## Start Stored records

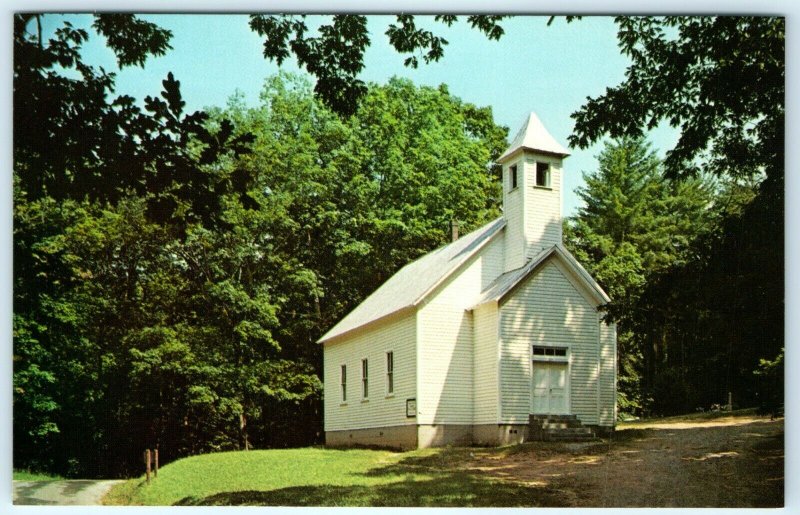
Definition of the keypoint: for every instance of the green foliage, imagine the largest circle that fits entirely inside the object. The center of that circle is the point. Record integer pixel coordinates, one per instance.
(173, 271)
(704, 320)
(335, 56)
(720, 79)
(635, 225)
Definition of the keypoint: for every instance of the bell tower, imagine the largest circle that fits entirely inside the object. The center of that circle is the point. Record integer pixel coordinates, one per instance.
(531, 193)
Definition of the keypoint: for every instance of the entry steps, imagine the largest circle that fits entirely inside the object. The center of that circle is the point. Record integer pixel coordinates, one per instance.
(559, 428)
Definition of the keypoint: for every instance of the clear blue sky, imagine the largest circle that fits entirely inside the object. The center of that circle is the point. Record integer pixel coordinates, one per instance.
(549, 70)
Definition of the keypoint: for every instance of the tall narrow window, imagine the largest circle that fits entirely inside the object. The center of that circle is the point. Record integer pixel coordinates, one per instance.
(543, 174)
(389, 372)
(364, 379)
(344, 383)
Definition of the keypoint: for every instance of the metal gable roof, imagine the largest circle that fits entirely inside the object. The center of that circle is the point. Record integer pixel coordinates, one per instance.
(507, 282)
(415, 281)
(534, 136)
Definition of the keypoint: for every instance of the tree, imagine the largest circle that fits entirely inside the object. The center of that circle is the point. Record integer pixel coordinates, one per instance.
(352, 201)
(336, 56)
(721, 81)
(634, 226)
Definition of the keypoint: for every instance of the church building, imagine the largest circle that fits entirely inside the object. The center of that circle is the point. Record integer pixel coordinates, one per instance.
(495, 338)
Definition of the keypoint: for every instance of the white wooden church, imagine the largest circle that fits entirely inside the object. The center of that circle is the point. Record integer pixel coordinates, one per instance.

## End Stored records
## Start Stored records

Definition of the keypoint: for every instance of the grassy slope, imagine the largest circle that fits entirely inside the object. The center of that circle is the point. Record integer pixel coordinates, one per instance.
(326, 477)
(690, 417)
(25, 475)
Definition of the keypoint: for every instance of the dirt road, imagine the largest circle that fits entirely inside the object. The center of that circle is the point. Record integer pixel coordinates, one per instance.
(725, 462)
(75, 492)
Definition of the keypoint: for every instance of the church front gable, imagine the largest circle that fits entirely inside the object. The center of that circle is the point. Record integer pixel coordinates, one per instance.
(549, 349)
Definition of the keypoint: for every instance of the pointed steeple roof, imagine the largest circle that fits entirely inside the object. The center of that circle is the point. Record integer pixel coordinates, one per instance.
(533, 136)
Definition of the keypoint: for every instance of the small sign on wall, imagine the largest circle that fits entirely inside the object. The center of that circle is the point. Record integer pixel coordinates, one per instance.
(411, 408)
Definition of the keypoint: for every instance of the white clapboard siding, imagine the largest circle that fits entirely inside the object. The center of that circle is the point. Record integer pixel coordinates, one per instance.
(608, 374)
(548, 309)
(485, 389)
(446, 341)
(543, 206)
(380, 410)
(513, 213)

## End Stored records
## Start Stored records

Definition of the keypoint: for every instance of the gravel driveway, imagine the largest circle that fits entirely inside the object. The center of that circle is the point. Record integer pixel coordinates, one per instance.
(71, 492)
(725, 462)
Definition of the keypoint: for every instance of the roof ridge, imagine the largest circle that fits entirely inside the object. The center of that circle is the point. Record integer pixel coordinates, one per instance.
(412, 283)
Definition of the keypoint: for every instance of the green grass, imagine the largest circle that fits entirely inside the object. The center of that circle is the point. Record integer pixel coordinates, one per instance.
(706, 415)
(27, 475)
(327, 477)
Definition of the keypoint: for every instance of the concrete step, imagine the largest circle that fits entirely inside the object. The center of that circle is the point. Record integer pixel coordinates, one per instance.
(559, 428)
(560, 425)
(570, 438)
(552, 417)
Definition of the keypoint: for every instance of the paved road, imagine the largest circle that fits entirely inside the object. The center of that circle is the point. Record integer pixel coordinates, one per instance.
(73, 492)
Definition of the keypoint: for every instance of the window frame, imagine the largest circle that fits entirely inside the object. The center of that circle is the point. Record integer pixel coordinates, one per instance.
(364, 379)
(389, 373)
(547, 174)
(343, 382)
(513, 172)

## End Stored records

What the task asks:
Extract every line in the rows above that contains the word "roof", and copy each one whole.

The response:
Definition of the keypoint: for every instance of the metal gable roof, imagine the largest circle that fits entirely inside the object. The center of that circle is the point. Record integer pixel coordinates, one per instance.
Definition of the keypoint: for every instance of the pointed steeple roof, imagine the largest circle that fits entirely inside the object. The center of that circle is the point. Record integer pixel coordinates, one per instance.
Definition of the keypoint: for every instance of the roof ridge, imagine the largest circle that fits entirely inside the object. The center of that circle is the point. Record integer pixel coordinates, one per instance.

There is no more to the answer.